:: EXCERPT TO READ ::
High CPR Rates, Poor Survival in Dialysis Patients

Hemodialysis patients have a high rate of in-hospital cardiopulmonary resuscitation (CPR), with low rates of long-term survival after CPR, according to a study in JAMA Internal Medicine.

Rates and outcomes of in-hospital CPR were assessed in 663,734 Medicare beneficiaries who started maintenance dialysis from 2000 through 2010, identified from the US Renal Data System registry. All hospital admissions and in-hospital CPR events occurring more than 90 days after dialysis initiation were assessed, along with survival to hospital discharge after the first CPR event.

In this national cohort, the annual incidence of CPR was 1.4 events per 1000 hospital days. Survival to discharge after CPR was 21.9 percent; median survival after discharge was 5.0 months. About 15 percent of patients who died in the hospital underwent CPR during that admission.

:: DATASET ::
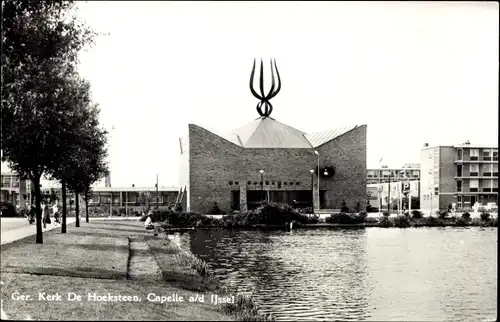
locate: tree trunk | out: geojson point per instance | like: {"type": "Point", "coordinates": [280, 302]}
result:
{"type": "Point", "coordinates": [86, 206]}
{"type": "Point", "coordinates": [63, 225]}
{"type": "Point", "coordinates": [77, 210]}
{"type": "Point", "coordinates": [38, 207]}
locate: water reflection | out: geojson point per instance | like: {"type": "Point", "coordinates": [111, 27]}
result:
{"type": "Point", "coordinates": [366, 274]}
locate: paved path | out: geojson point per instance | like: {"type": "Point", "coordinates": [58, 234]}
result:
{"type": "Point", "coordinates": [13, 229]}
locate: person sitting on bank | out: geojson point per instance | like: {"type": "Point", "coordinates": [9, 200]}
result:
{"type": "Point", "coordinates": [148, 224]}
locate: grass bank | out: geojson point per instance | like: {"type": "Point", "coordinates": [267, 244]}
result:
{"type": "Point", "coordinates": [94, 259]}
{"type": "Point", "coordinates": [276, 216]}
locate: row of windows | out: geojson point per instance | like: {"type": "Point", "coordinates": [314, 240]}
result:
{"type": "Point", "coordinates": [386, 173]}
{"type": "Point", "coordinates": [487, 155]}
{"type": "Point", "coordinates": [267, 183]}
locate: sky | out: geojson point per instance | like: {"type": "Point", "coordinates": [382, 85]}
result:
{"type": "Point", "coordinates": [414, 72]}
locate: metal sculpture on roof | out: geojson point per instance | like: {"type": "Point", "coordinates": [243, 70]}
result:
{"type": "Point", "coordinates": [264, 99]}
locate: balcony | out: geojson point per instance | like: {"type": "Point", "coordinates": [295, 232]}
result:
{"type": "Point", "coordinates": [474, 161]}
{"type": "Point", "coordinates": [493, 191]}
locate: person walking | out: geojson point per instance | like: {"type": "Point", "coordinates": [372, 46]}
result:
{"type": "Point", "coordinates": [55, 213]}
{"type": "Point", "coordinates": [45, 215]}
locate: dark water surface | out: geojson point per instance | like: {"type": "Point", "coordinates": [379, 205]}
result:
{"type": "Point", "coordinates": [414, 274]}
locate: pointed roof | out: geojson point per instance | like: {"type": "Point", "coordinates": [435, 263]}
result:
{"type": "Point", "coordinates": [318, 138]}
{"type": "Point", "coordinates": [266, 132]}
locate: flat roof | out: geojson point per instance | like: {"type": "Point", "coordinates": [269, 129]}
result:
{"type": "Point", "coordinates": [127, 189]}
{"type": "Point", "coordinates": [468, 146]}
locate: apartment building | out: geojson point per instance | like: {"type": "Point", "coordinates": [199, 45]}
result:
{"type": "Point", "coordinates": [408, 172]}
{"type": "Point", "coordinates": [464, 174]}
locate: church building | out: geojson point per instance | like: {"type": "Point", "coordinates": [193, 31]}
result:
{"type": "Point", "coordinates": [268, 160]}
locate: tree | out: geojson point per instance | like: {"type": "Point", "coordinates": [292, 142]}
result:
{"type": "Point", "coordinates": [39, 54]}
{"type": "Point", "coordinates": [83, 149]}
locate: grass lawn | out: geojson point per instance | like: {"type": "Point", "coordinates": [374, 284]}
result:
{"type": "Point", "coordinates": [94, 258]}
{"type": "Point", "coordinates": [68, 255]}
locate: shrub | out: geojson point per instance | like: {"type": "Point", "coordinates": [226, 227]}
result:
{"type": "Point", "coordinates": [363, 215]}
{"type": "Point", "coordinates": [215, 209]}
{"type": "Point", "coordinates": [401, 221]}
{"type": "Point", "coordinates": [372, 220]}
{"type": "Point", "coordinates": [346, 219]}
{"type": "Point", "coordinates": [314, 219]}
{"type": "Point", "coordinates": [485, 216]}
{"type": "Point", "coordinates": [461, 222]}
{"type": "Point", "coordinates": [433, 221]}
{"type": "Point", "coordinates": [8, 210]}
{"type": "Point", "coordinates": [386, 222]}
{"type": "Point", "coordinates": [442, 214]}
{"type": "Point", "coordinates": [415, 214]}
{"type": "Point", "coordinates": [344, 207]}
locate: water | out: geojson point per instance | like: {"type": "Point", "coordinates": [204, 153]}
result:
{"type": "Point", "coordinates": [423, 274]}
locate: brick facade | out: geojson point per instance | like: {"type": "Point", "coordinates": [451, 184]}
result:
{"type": "Point", "coordinates": [214, 162]}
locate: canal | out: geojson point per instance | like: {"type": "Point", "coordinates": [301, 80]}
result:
{"type": "Point", "coordinates": [414, 274]}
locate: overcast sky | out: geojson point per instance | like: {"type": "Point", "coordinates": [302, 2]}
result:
{"type": "Point", "coordinates": [413, 72]}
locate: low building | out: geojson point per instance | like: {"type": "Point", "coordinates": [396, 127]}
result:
{"type": "Point", "coordinates": [13, 189]}
{"type": "Point", "coordinates": [463, 175]}
{"type": "Point", "coordinates": [121, 197]}
{"type": "Point", "coordinates": [378, 194]}
{"type": "Point", "coordinates": [385, 174]}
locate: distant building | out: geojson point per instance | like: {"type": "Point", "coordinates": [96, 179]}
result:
{"type": "Point", "coordinates": [462, 174]}
{"type": "Point", "coordinates": [121, 197]}
{"type": "Point", "coordinates": [397, 191]}
{"type": "Point", "coordinates": [107, 180]}
{"type": "Point", "coordinates": [13, 189]}
{"type": "Point", "coordinates": [380, 175]}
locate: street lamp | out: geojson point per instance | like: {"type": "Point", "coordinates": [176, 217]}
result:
{"type": "Point", "coordinates": [317, 153]}
{"type": "Point", "coordinates": [156, 191]}
{"type": "Point", "coordinates": [312, 189]}
{"type": "Point", "coordinates": [262, 184]}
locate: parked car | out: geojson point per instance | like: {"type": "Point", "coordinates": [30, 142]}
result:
{"type": "Point", "coordinates": [8, 210]}
{"type": "Point", "coordinates": [491, 206]}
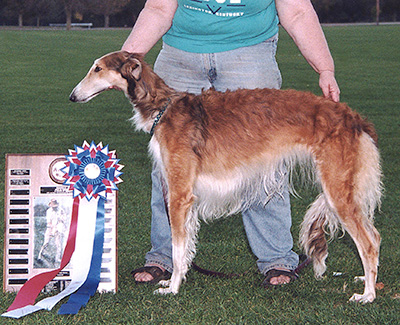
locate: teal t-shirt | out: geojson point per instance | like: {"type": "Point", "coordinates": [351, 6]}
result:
{"type": "Point", "coordinates": [209, 26]}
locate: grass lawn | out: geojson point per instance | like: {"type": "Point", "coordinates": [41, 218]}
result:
{"type": "Point", "coordinates": [38, 71]}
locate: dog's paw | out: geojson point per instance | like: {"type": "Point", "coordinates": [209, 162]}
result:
{"type": "Point", "coordinates": [164, 283]}
{"type": "Point", "coordinates": [365, 298]}
{"type": "Point", "coordinates": [165, 291]}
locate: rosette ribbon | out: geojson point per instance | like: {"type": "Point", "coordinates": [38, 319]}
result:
{"type": "Point", "coordinates": [91, 171]}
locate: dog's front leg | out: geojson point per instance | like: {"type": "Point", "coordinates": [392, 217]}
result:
{"type": "Point", "coordinates": [179, 207]}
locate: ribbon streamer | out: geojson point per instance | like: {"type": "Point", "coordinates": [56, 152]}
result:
{"type": "Point", "coordinates": [91, 172]}
{"type": "Point", "coordinates": [81, 297]}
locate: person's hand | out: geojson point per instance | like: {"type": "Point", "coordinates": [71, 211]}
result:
{"type": "Point", "coordinates": [329, 86]}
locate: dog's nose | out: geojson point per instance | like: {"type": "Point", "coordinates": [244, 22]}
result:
{"type": "Point", "coordinates": [72, 97]}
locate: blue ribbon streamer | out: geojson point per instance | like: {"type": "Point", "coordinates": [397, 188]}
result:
{"type": "Point", "coordinates": [81, 297]}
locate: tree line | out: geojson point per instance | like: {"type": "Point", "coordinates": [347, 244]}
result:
{"type": "Point", "coordinates": [119, 13]}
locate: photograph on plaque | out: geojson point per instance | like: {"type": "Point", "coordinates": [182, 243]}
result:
{"type": "Point", "coordinates": [52, 217]}
{"type": "Point", "coordinates": [38, 209]}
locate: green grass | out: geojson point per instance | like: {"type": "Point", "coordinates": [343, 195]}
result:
{"type": "Point", "coordinates": [38, 71]}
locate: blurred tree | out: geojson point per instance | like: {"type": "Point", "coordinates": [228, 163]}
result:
{"type": "Point", "coordinates": [106, 8]}
{"type": "Point", "coordinates": [19, 8]}
{"type": "Point", "coordinates": [70, 6]}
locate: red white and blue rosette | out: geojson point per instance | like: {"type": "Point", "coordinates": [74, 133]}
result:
{"type": "Point", "coordinates": [91, 171]}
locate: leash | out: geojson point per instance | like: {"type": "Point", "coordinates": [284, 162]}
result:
{"type": "Point", "coordinates": [158, 117]}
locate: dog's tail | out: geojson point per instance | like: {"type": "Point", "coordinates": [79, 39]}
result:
{"type": "Point", "coordinates": [360, 196]}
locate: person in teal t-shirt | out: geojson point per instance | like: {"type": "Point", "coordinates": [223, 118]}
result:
{"type": "Point", "coordinates": [229, 44]}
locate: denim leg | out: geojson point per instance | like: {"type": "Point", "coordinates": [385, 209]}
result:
{"type": "Point", "coordinates": [268, 232]}
{"type": "Point", "coordinates": [161, 243]}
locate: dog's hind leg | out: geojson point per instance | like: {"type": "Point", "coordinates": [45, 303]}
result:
{"type": "Point", "coordinates": [351, 184]}
{"type": "Point", "coordinates": [180, 209]}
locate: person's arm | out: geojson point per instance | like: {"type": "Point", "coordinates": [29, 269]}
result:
{"type": "Point", "coordinates": [153, 22]}
{"type": "Point", "coordinates": [300, 20]}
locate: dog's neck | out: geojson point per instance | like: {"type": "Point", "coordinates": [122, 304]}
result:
{"type": "Point", "coordinates": [159, 115]}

:: PROMPT 1 ::
Reproduce part of the article on CPR in dialysis patients, beginning at the words "Hemodialysis patients have" and stopping after "during that admission.".
:: PROMPT 2 ::
Carry on the article on CPR in dialysis patients from the point where its text ends.
The data has no connection to the article on CPR in dialysis patients.

:: ANSWER 1 ::
Hemodialysis patients have a high rate of in-hospital cardiopulmonary resuscitation (CPR), with low rates of long-term survival after CPR, according to a study in JAMA Internal Medicine.

Rates and outcomes of in-hospital CPR were assessed in 663,734 Medicare beneficiaries who started maintenance dialysis from 2000 through 2010, identified from the US Renal Data System registry. All hospital admissions and in-hospital CPR events occurring more than 90 days after dialysis initiation were assessed, along with survival to hospital discharge after the first CPR event.

In this national cohort, the annual incidence of CPR was 1.4 events per 1000 hospital days. Survival to discharge after CPR was 21.9 percent; median survival after discharge was 5.0 months. About 15 percent of patients who died in the hospital underwent CPR during that admission.

:: ANSWER 2 ::
The incidence of in-hospital CPR events per 1000 in-hospital days increased from 1.0 in 2000 to 1.6 in 2011, while the percentage of patients surviving to discharge increased from 15.2 percent to 28.0 percent. The percentage of in-hospital deaths with CPR during the terminal hospitalization increased from 9.5 percent to 19.8 percent. There was no change in postdischarge survival after CPR.

These national data suggest a rising incidence of in-hospital CPR among hemodialysis patients, despite poor survival after CPR. The researchers conclude, “These findings support the relevance of advance care planning and setting realistic expectations regarding resuscitation treatment in this population [Wong SPY, et al: Trends in in-hospital cardiopulmonary resuscitation and survival in adults receiving maintenance dialysis. JAMA Intern Med 2015; doi: 10.1001/jamainternmed.2015.0406].